- **Task to carry out**:
All the records below must be returned exactly as they stand.

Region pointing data
^^^^^^^^^^^^^^^^

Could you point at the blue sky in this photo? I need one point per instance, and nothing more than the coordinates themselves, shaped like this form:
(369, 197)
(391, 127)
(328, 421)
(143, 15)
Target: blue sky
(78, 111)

^^^^^^^^^^^^^^^^

- **Output**:
Could you point at the blue sky in this photo? I need one point per instance, and nothing more than the coordinates themselves, shaped like this form:
(369, 197)
(391, 127)
(328, 421)
(143, 15)
Target: blue sky
(78, 111)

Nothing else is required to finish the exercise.